Filter the lines below and copy every one that contains the string "neck". Matching is case-sensitive.

[Start of Material provided]

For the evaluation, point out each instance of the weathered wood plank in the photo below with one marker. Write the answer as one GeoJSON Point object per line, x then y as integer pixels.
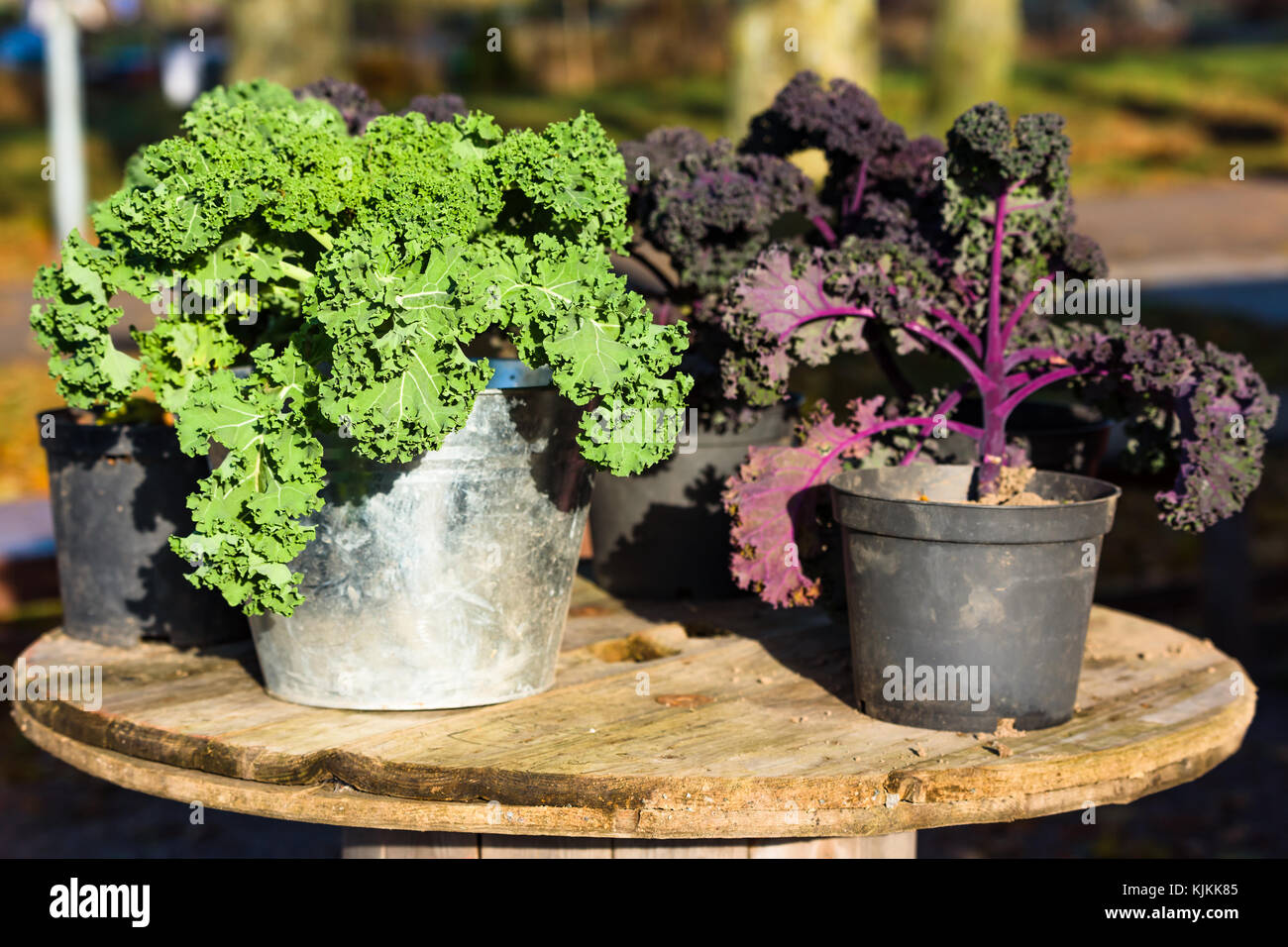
{"type": "Point", "coordinates": [739, 728]}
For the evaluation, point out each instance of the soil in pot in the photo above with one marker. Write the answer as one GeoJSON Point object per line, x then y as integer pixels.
{"type": "Point", "coordinates": [964, 613]}
{"type": "Point", "coordinates": [664, 534]}
{"type": "Point", "coordinates": [117, 492]}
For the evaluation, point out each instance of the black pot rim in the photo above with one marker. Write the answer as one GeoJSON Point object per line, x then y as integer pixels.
{"type": "Point", "coordinates": [134, 440]}
{"type": "Point", "coordinates": [859, 506]}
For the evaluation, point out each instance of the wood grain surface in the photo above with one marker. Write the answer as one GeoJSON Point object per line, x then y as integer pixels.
{"type": "Point", "coordinates": [682, 720]}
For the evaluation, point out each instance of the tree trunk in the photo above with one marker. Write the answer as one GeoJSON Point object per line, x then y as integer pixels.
{"type": "Point", "coordinates": [973, 46]}
{"type": "Point", "coordinates": [288, 42]}
{"type": "Point", "coordinates": [832, 38]}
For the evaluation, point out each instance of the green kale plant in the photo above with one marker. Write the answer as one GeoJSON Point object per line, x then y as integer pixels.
{"type": "Point", "coordinates": [376, 250]}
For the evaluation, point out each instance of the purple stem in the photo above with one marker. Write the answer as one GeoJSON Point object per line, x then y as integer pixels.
{"type": "Point", "coordinates": [876, 429]}
{"type": "Point", "coordinates": [851, 205]}
{"type": "Point", "coordinates": [1039, 381]}
{"type": "Point", "coordinates": [978, 375]}
{"type": "Point", "coordinates": [1018, 313]}
{"type": "Point", "coordinates": [824, 228]}
{"type": "Point", "coordinates": [992, 446]}
{"type": "Point", "coordinates": [944, 407]}
{"type": "Point", "coordinates": [1021, 356]}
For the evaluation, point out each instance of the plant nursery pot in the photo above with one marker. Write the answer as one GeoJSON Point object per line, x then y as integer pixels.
{"type": "Point", "coordinates": [117, 492]}
{"type": "Point", "coordinates": [664, 534]}
{"type": "Point", "coordinates": [446, 581]}
{"type": "Point", "coordinates": [990, 604]}
{"type": "Point", "coordinates": [1057, 436]}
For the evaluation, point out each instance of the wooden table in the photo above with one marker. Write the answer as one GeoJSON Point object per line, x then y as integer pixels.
{"type": "Point", "coordinates": [675, 729]}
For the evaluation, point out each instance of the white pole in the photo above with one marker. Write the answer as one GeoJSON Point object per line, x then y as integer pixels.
{"type": "Point", "coordinates": [67, 137]}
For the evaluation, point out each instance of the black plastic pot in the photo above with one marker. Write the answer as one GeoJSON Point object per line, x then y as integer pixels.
{"type": "Point", "coordinates": [117, 492]}
{"type": "Point", "coordinates": [993, 598]}
{"type": "Point", "coordinates": [664, 534]}
{"type": "Point", "coordinates": [1057, 436]}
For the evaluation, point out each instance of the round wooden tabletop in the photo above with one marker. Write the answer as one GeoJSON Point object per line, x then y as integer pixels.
{"type": "Point", "coordinates": [669, 720]}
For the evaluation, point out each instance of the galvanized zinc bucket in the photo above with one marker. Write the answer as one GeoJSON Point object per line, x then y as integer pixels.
{"type": "Point", "coordinates": [442, 582]}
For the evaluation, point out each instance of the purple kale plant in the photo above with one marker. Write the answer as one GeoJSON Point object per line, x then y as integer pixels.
{"type": "Point", "coordinates": [947, 250]}
{"type": "Point", "coordinates": [702, 211]}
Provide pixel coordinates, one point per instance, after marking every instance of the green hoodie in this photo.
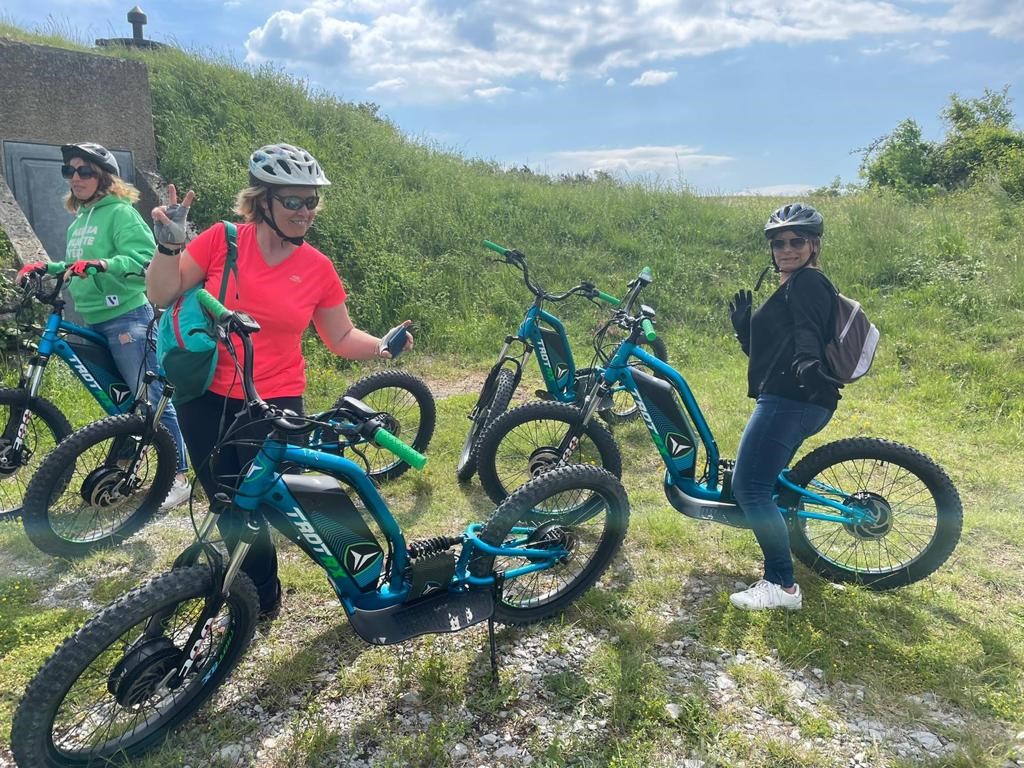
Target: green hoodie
(111, 229)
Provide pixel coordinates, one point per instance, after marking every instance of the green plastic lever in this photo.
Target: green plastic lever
(495, 247)
(407, 453)
(210, 303)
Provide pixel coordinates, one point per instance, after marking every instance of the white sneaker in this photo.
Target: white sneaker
(179, 493)
(767, 595)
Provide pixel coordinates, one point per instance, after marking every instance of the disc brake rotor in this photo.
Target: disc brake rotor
(542, 460)
(879, 512)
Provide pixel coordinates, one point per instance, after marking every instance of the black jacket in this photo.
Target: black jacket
(791, 328)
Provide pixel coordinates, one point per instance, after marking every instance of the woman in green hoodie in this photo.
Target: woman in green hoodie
(110, 236)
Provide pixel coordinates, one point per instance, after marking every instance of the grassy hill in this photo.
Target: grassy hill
(943, 280)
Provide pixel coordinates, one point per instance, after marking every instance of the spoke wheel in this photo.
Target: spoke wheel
(103, 694)
(46, 427)
(82, 498)
(522, 444)
(912, 513)
(585, 514)
(410, 415)
(493, 402)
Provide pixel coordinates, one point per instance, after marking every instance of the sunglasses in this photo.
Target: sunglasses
(295, 202)
(83, 171)
(795, 243)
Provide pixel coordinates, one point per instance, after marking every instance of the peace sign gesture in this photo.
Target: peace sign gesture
(169, 220)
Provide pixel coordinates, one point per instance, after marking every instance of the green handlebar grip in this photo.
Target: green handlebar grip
(214, 307)
(408, 454)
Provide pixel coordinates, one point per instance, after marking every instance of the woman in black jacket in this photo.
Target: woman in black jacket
(786, 375)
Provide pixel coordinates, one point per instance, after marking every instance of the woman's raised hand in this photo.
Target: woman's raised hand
(169, 220)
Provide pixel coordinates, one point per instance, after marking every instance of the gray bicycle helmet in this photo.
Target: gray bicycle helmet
(91, 153)
(797, 216)
(284, 165)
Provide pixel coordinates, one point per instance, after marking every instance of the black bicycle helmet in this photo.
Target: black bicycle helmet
(799, 217)
(91, 153)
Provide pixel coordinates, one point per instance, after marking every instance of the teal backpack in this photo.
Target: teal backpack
(186, 344)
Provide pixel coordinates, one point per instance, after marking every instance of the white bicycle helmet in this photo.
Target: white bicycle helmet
(285, 165)
(91, 153)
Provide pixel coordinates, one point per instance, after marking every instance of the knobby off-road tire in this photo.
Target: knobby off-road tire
(492, 407)
(412, 416)
(70, 716)
(592, 532)
(624, 408)
(56, 514)
(522, 443)
(916, 509)
(47, 426)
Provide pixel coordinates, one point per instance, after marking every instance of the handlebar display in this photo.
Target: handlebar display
(408, 454)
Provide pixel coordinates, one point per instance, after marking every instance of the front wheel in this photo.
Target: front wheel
(585, 513)
(84, 496)
(492, 403)
(410, 414)
(103, 695)
(913, 509)
(522, 443)
(45, 426)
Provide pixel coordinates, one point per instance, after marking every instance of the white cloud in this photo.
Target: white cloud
(492, 92)
(653, 77)
(778, 190)
(664, 162)
(449, 49)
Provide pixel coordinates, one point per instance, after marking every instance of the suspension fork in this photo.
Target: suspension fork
(31, 382)
(223, 578)
(570, 441)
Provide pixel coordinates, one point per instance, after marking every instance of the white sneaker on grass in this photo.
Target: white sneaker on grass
(179, 493)
(762, 595)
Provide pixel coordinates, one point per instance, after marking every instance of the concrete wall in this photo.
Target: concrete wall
(56, 96)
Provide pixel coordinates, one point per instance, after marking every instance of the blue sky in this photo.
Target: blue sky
(755, 95)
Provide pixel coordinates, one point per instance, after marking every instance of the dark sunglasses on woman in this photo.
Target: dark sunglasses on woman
(83, 171)
(295, 202)
(795, 243)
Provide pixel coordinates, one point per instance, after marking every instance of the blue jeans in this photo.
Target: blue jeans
(126, 339)
(776, 429)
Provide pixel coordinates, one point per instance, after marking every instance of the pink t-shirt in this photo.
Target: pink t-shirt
(281, 298)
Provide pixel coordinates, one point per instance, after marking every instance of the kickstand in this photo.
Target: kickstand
(495, 679)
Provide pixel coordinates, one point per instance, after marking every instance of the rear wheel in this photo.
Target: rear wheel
(410, 414)
(585, 513)
(102, 696)
(83, 497)
(46, 427)
(913, 509)
(492, 403)
(522, 443)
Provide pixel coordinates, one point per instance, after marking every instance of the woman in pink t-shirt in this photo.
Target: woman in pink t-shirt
(284, 284)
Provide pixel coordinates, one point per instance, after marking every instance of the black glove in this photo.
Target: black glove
(739, 313)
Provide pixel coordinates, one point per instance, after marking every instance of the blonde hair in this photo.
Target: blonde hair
(247, 204)
(109, 184)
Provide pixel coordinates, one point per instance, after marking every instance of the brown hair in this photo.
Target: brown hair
(109, 184)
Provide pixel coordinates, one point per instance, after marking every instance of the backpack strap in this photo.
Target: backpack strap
(231, 259)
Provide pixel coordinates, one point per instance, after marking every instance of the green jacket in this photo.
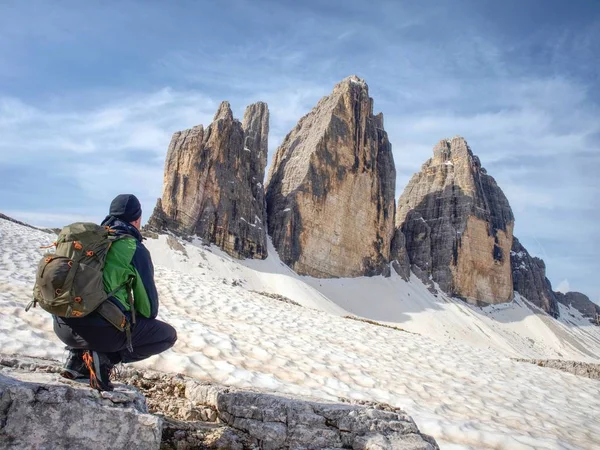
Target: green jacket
(128, 257)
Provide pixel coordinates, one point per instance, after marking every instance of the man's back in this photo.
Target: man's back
(127, 258)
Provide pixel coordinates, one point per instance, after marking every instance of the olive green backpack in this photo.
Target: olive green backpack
(69, 281)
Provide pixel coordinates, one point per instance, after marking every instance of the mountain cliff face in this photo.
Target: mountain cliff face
(212, 185)
(330, 189)
(580, 302)
(529, 279)
(457, 226)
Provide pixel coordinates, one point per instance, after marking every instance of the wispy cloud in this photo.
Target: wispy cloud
(91, 105)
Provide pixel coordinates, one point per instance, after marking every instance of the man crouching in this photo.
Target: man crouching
(94, 344)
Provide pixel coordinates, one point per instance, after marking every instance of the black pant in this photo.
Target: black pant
(149, 337)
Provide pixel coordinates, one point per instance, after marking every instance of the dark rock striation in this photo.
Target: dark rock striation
(213, 183)
(330, 189)
(529, 279)
(457, 226)
(581, 303)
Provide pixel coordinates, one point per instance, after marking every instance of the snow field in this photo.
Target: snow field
(466, 396)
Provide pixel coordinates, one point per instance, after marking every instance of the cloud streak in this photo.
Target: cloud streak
(94, 106)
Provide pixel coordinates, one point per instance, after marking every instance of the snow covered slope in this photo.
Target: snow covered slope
(455, 378)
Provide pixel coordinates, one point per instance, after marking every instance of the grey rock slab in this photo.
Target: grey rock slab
(43, 411)
(279, 421)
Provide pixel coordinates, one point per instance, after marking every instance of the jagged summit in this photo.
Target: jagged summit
(330, 190)
(213, 182)
(224, 112)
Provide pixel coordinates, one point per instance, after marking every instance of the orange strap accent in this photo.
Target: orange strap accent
(89, 362)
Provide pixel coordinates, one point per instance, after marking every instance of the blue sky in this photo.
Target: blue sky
(91, 92)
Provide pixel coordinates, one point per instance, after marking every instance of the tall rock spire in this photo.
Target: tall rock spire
(212, 185)
(330, 191)
(457, 226)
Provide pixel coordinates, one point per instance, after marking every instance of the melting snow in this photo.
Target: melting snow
(452, 372)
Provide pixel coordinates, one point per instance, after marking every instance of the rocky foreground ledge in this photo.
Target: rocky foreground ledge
(39, 409)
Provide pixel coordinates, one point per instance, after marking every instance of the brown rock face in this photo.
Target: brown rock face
(580, 302)
(529, 279)
(213, 182)
(330, 191)
(458, 226)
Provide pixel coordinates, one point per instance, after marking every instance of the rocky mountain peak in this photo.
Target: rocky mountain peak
(224, 112)
(213, 183)
(456, 226)
(330, 190)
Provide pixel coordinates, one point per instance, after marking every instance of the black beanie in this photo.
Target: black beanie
(126, 207)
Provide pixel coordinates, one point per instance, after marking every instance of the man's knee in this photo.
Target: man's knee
(171, 334)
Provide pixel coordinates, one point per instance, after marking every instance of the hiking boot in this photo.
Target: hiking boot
(74, 367)
(100, 369)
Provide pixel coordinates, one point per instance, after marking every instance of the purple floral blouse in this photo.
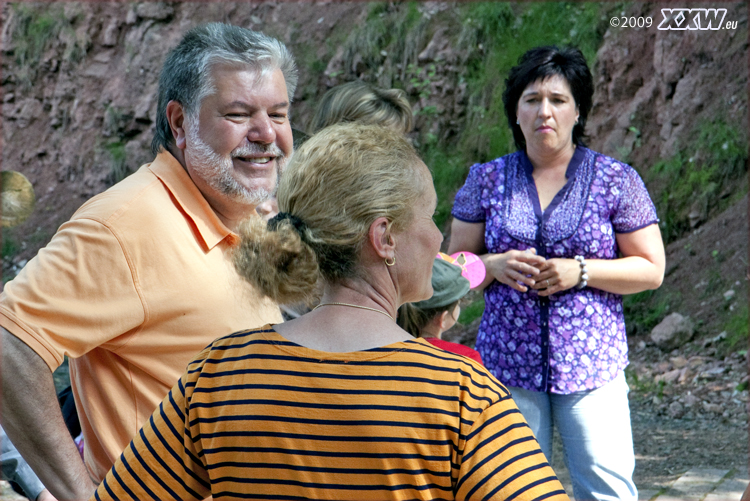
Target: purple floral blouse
(573, 340)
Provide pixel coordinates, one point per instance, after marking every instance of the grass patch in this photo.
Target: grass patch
(471, 312)
(736, 328)
(34, 28)
(643, 311)
(700, 177)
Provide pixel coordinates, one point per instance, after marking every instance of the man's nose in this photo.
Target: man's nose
(261, 130)
(544, 108)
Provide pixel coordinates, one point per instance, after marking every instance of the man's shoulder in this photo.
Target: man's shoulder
(140, 196)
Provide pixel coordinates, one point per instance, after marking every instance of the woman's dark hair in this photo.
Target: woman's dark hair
(413, 319)
(540, 63)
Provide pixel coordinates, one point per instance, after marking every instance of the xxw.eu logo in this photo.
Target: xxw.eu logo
(693, 19)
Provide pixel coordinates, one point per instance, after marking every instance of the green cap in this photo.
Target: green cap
(447, 283)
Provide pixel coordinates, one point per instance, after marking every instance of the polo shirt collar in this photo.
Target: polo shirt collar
(209, 227)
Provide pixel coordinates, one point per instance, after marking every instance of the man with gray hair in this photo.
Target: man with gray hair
(138, 281)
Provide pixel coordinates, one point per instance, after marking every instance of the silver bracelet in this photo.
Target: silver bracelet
(583, 281)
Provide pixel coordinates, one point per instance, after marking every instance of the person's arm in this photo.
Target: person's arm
(502, 459)
(34, 423)
(641, 267)
(162, 460)
(508, 268)
(16, 469)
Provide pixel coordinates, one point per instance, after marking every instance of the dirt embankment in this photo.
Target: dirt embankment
(80, 112)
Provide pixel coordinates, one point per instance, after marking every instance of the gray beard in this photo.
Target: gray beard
(216, 170)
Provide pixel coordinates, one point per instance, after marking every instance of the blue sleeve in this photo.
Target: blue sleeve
(467, 206)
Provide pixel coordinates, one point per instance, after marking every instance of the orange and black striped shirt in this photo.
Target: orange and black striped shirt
(258, 417)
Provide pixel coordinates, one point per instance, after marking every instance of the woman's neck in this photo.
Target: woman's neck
(553, 160)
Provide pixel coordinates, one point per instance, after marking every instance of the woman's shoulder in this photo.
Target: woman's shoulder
(233, 345)
(464, 371)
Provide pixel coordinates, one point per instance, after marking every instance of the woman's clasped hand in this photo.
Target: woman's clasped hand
(525, 269)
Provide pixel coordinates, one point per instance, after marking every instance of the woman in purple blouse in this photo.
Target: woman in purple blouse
(564, 232)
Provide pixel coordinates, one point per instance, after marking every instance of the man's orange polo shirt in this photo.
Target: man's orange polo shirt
(131, 289)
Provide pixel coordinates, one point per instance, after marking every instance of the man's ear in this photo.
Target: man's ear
(176, 120)
(381, 239)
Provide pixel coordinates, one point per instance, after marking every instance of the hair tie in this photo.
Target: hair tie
(298, 224)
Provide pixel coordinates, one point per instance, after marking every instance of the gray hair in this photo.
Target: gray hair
(186, 75)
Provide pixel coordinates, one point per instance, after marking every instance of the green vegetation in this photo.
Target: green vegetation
(34, 28)
(699, 177)
(118, 167)
(643, 311)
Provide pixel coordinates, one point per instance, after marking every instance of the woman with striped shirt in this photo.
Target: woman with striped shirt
(340, 403)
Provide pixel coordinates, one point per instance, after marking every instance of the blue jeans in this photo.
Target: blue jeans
(595, 430)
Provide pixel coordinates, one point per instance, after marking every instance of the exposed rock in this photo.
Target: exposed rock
(672, 332)
(154, 10)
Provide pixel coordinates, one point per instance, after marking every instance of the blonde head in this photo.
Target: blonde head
(360, 102)
(332, 190)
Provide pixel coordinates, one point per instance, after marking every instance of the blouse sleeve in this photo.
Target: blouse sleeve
(634, 209)
(161, 461)
(467, 206)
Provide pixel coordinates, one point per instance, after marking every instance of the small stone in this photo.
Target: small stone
(678, 362)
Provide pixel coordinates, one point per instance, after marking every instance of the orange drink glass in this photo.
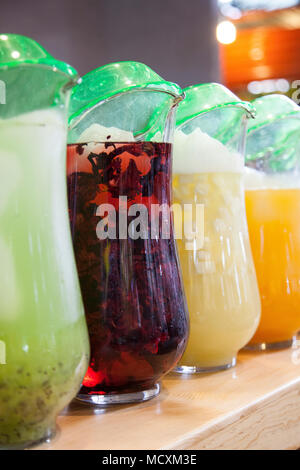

[End of Material provided]

§ Solution for this exercise:
Provide pixel coordinates, one point per instance, after marking every instance of the woman's neck in this photo.
Target: woman's neck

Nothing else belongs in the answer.